[CHALLENGE]
Pull out every line of the data that contains the string "form". Case counts, so match capitalization precisely.

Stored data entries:
════════════════════
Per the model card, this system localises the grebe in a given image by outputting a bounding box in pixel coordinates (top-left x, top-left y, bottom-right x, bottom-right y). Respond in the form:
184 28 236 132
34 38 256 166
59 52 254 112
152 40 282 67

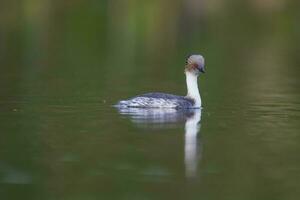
════════════════════
[OUTPUT OF THE EXERCISE]
Per the model card, this system localises the grebe in a given image by outputting a bounding box in pixel coordinates (top-left x, top-left y, bottom-right x, bottom-right y). Respond in the form:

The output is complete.